▶ **Problem description**
Copy out only the lines from the one containing "Expected behaviour: for every instance of the orange" through the end, changing "thickest part" to "widest part" everywhere in them and leaving the rest untouched.

▶ **Given records**
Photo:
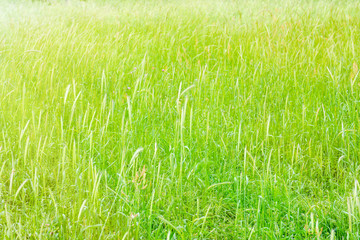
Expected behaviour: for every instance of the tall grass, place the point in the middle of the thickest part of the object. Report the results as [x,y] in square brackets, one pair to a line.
[179,120]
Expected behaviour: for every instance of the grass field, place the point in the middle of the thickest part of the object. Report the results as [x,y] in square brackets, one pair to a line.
[179,119]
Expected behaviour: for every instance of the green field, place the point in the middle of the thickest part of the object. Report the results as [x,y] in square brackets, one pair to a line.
[179,119]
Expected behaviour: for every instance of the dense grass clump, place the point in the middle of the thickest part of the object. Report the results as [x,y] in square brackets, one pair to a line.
[180,119]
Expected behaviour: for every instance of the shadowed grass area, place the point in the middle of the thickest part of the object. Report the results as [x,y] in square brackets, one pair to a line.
[190,120]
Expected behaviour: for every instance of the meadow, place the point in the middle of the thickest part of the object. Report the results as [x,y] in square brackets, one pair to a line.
[179,119]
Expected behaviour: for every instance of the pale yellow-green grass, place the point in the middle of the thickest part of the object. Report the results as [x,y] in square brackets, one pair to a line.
[179,119]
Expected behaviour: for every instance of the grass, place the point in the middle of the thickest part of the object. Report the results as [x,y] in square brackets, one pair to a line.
[179,120]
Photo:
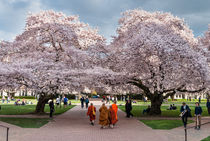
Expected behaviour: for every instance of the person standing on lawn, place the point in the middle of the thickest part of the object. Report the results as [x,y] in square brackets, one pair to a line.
[208,106]
[82,102]
[115,108]
[51,104]
[128,108]
[65,101]
[112,117]
[185,113]
[86,102]
[199,99]
[91,113]
[57,102]
[104,116]
[198,112]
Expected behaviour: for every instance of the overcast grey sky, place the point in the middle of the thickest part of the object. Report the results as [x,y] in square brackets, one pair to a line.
[103,14]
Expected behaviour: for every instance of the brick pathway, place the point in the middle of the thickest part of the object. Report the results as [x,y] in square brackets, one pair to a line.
[74,126]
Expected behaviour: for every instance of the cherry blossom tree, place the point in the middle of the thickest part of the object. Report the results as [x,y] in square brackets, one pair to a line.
[156,52]
[204,46]
[53,54]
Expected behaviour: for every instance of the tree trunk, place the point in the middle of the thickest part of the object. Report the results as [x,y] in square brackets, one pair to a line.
[156,102]
[41,104]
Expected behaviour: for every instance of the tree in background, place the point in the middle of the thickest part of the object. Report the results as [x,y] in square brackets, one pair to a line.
[52,54]
[157,53]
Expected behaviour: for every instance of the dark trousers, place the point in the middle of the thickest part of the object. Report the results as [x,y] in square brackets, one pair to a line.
[82,104]
[86,105]
[184,120]
[129,113]
[51,113]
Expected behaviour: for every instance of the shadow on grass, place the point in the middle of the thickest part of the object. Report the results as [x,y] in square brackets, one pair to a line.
[164,124]
[26,122]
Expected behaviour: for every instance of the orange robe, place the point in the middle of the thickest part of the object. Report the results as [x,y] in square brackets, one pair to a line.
[115,108]
[91,112]
[104,116]
[112,116]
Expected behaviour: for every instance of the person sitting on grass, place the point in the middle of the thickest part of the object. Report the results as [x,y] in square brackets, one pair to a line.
[65,101]
[185,113]
[52,109]
[198,112]
[208,106]
[147,110]
[174,107]
[23,102]
[17,103]
[170,107]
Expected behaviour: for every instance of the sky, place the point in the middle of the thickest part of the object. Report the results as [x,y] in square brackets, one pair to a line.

▶ **Answer to the task**
Expected behaviour: for every instance of the orange robe, place the point in the middle of the widest part of the object. Report the results as [x,y] in square brackets, one pair to a line.
[115,108]
[91,112]
[104,116]
[112,116]
Expected behaviour: for every instance of the person sitting on grass, place the point in the middle of the widest part of the object. Report the results as [x,y] in square brackets, one pair to a line.
[65,101]
[185,113]
[52,109]
[198,112]
[208,106]
[147,110]
[174,107]
[23,102]
[17,103]
[170,107]
Expected behaviour: for every instance of the sky, place the point in the middle of the widest part of the object. Report the results as [x,y] in square brackets, one pair to a line.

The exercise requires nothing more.